Reproduce the listing below word for word, with no pictures.

— Begin Data excerpts —

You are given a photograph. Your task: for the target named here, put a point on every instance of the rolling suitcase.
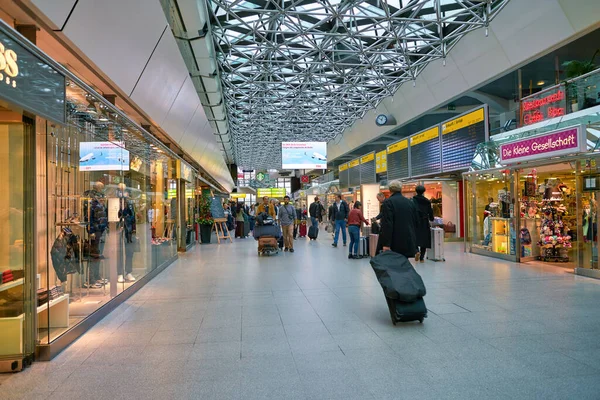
(406, 312)
(373, 239)
(313, 232)
(436, 253)
(363, 247)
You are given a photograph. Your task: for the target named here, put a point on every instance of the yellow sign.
(381, 162)
(401, 145)
(367, 158)
(464, 121)
(425, 136)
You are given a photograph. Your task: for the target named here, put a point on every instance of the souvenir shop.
(91, 205)
(541, 207)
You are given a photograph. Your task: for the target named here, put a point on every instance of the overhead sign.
(561, 142)
(425, 152)
(30, 82)
(304, 155)
(381, 162)
(460, 137)
(544, 105)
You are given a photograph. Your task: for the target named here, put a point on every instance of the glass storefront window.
(492, 218)
(110, 211)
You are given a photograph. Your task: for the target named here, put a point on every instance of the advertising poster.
(304, 155)
(103, 156)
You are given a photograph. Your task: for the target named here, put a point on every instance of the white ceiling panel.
(118, 36)
(56, 10)
(183, 109)
(162, 80)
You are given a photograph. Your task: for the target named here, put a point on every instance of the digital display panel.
(425, 153)
(460, 137)
(303, 155)
(103, 156)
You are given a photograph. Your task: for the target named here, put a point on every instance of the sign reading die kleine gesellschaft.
(561, 142)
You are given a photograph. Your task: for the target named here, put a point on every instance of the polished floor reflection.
(222, 323)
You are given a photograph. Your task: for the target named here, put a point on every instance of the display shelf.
(11, 284)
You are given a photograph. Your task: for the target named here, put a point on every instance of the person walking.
(340, 216)
(287, 214)
(266, 207)
(315, 211)
(355, 220)
(398, 223)
(424, 217)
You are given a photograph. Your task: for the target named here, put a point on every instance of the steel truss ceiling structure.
(304, 70)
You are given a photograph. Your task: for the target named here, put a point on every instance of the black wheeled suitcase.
(313, 232)
(406, 312)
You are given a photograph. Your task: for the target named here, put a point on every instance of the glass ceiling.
(304, 70)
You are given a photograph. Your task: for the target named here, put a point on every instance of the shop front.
(541, 205)
(91, 205)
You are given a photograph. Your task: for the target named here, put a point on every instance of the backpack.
(525, 236)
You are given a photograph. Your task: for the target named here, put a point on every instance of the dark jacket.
(342, 213)
(398, 224)
(424, 216)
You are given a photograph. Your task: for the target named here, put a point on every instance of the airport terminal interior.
(324, 199)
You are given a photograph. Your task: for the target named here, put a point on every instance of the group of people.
(404, 223)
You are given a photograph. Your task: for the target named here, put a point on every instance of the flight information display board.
(343, 176)
(460, 137)
(425, 152)
(354, 173)
(367, 169)
(397, 160)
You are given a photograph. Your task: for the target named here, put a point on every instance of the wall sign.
(544, 105)
(460, 137)
(425, 152)
(561, 142)
(397, 160)
(29, 82)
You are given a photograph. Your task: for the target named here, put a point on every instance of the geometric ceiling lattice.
(304, 70)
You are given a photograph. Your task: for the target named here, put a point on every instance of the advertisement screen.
(103, 156)
(304, 155)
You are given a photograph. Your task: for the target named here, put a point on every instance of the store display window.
(109, 216)
(492, 213)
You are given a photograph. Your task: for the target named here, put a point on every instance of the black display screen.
(397, 160)
(460, 137)
(425, 153)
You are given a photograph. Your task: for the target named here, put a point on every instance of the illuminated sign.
(565, 141)
(544, 105)
(381, 162)
(28, 81)
(367, 158)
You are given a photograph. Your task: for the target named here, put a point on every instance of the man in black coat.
(424, 217)
(398, 223)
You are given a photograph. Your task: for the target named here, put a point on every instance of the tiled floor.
(222, 323)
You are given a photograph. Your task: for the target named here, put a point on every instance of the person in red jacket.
(355, 219)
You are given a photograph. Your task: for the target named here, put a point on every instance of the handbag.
(450, 227)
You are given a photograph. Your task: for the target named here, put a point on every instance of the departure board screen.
(397, 160)
(425, 153)
(367, 169)
(343, 177)
(460, 137)
(354, 173)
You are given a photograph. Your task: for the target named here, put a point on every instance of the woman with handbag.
(423, 228)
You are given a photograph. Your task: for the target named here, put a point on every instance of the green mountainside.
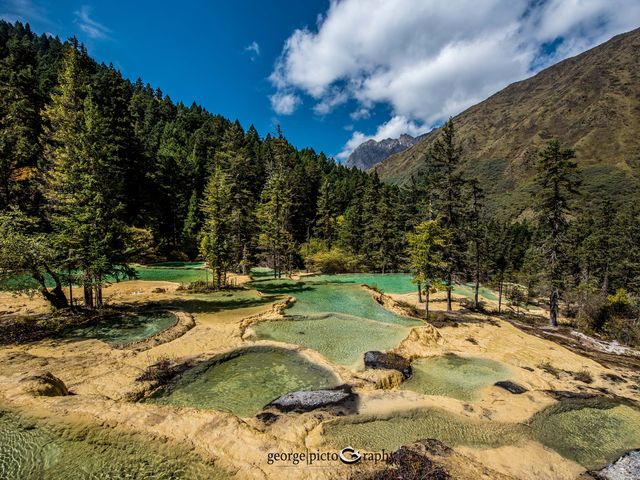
(590, 102)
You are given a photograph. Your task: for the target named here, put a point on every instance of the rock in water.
(340, 398)
(43, 385)
(511, 387)
(388, 361)
(627, 467)
(267, 417)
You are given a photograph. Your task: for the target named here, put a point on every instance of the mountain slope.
(591, 102)
(371, 152)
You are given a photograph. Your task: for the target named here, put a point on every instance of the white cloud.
(361, 113)
(329, 102)
(396, 126)
(253, 49)
(90, 26)
(284, 103)
(22, 11)
(429, 59)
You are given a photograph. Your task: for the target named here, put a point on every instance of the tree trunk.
(55, 297)
(553, 307)
(426, 304)
(605, 280)
(88, 296)
(476, 303)
(98, 291)
(449, 288)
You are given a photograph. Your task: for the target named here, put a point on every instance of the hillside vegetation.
(590, 102)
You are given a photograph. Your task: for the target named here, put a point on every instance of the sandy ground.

— End Data excerpts —

Answer in full:
You are given a photograph. Your task: for the target named here, put a point on every instance of the rolling suitcase.
(406, 312)
(373, 239)
(313, 232)
(436, 253)
(363, 247)
You are given a photograph. Your task: for the target named here, put a point on every instance of the yellow sign.
(381, 162)
(401, 145)
(367, 158)
(464, 121)
(425, 136)
You are given a photograph. Your task: for the target named here, put a point on every instance of the souvenir shop.
(91, 205)
(541, 207)
You are given a photograph. Your task: for the target named here, put a point on every instance of the overhead sign.
(561, 142)
(425, 152)
(30, 82)
(304, 155)
(381, 162)
(460, 137)
(544, 105)
You are given a photograph. Your task: for the target named here, put a point on every instance of the glass storefront window.
(492, 218)
(110, 211)
You are given a photograph. Your task: for the target named here, put a point on every instance of the advertising poster.
(304, 155)
(103, 156)
You are given a photograph. Your task: for the target named here, put a point on every instance of the white ceiling panel.
(118, 36)
(56, 10)
(183, 109)
(162, 80)
You are given a photograph. Your task: for the target named here, put a point on every instance of the digital display panel.
(425, 153)
(460, 137)
(303, 155)
(103, 156)
You are given a photograph. Your task: for the target named here, put a point on every instance of the sign reading die kleine gesellschaft.
(561, 142)
You are given a photograph. Your task: for the target named here, put a point on every instance of the polished floor reflection.
(222, 323)
You are given a photograph. Your task: for the target named here, put a point on every instance of the display shelf.
(11, 284)
You are given a photograph. Your task: for the target named here, put a point on every instance of the person walking.
(340, 216)
(287, 214)
(266, 207)
(315, 211)
(355, 220)
(398, 223)
(424, 217)
You are given a photograph. Your task: for the target named here, put a point on every instance of the steel truss ceiling structure.
(304, 70)
You are given a photograph. Your task: for the target named here, put a point on every instance of the black wheeled suitcase.
(313, 232)
(406, 312)
You are given a photograph. Your task: for the target named here, put a point on every instance of the glass ceiling.
(304, 70)
You are given a photograph. Your task: for the target named here, put a point on every instance of the shop front.
(541, 205)
(91, 205)
You are given a photograph. Your task: for the target named here, put a point on every instance of the backpack.
(525, 236)
You are given a photograph. Your task: for the target named here, put a point on every instance of the dark jacket.
(342, 213)
(398, 224)
(424, 216)
You are given a photograph. Your task: for the target named here, put a point on every instance of the airport terminal interior.
(324, 199)
You are given a photograph. Your task: for the target named here, put a point on every instance of the group of people.
(404, 223)
You are given a photograph. Your task: for the target named here, put a point on every instance of the flight information display board.
(343, 176)
(460, 137)
(425, 152)
(354, 173)
(367, 169)
(397, 160)
You are given a photograph. Your task: for the target named here, put a point on every instance of the wall sign.
(544, 105)
(460, 137)
(425, 152)
(561, 142)
(397, 160)
(29, 82)
You are given a photograph. Your task: for the target named here, put a point on every instance of the geometric ceiling lattice.
(304, 70)
You are given a photograph. Your task: for the target named here, put a point on every instance of the advertisement screen.
(103, 156)
(304, 155)
You are given a photograph. Your task: for the target named here, put a point on every instance of the store display window.
(109, 216)
(492, 213)
You are given a photograph. Your task: for the target named here, put a point on every instance of the black display screen.
(397, 160)
(460, 137)
(425, 153)
You are given a photograph. Your task: for the target named here, put a point on every instance of the illuminated sign.
(565, 141)
(544, 105)
(381, 162)
(28, 81)
(367, 158)
You are given a photograph. Your task: for the target named here, put a point on every instance of the man in black coat.
(424, 217)
(398, 223)
You are given a photograph. Your task: for the target named here, put a point on every instance of the tiled floor.
(222, 323)
You are given a photograph. Your task: for the target named here, put a point on every instance of the person in red jacket.
(355, 219)
You are given a photograph. Your task: for the target named here, put a point on every instance of the handbag.
(450, 227)
You are given a photograph. Your task: for the target named here, put a point on every instance of the departure board screen.
(397, 160)
(425, 153)
(367, 169)
(343, 177)
(460, 137)
(354, 173)
You are given a photograph. Your task: for the target named here, put a point on every instance of the woman with handbag.
(423, 228)
You are given a photograph. Your task: for the target named here, put a point on every instance of the green mountainside.
(590, 102)
You are given a photograph. Your task: for the target named here, put a point on every instance of the rock in water.
(340, 398)
(43, 385)
(511, 387)
(388, 361)
(627, 467)
(267, 417)
You are given a photograph. Your task: for the target named here, put a point on every instance of the mountain slope.
(591, 102)
(371, 152)
You are given a photograph. Your task: for the target named here, put a point on every instance of the white cloud.
(361, 113)
(329, 102)
(396, 126)
(253, 49)
(90, 26)
(284, 103)
(22, 11)
(429, 59)
You are given a photograph. Your task: for the target named here, put a point on every instance of the tree trunk.
(55, 297)
(553, 307)
(426, 304)
(605, 280)
(88, 296)
(476, 303)
(98, 291)
(449, 288)
You are given a photograph. Your task: for the target named here, put a point on every instance of the hillside vegetation.
(590, 102)
You are given a photograph. Your task: for the target named here, put a point on every instance of the sandy ground.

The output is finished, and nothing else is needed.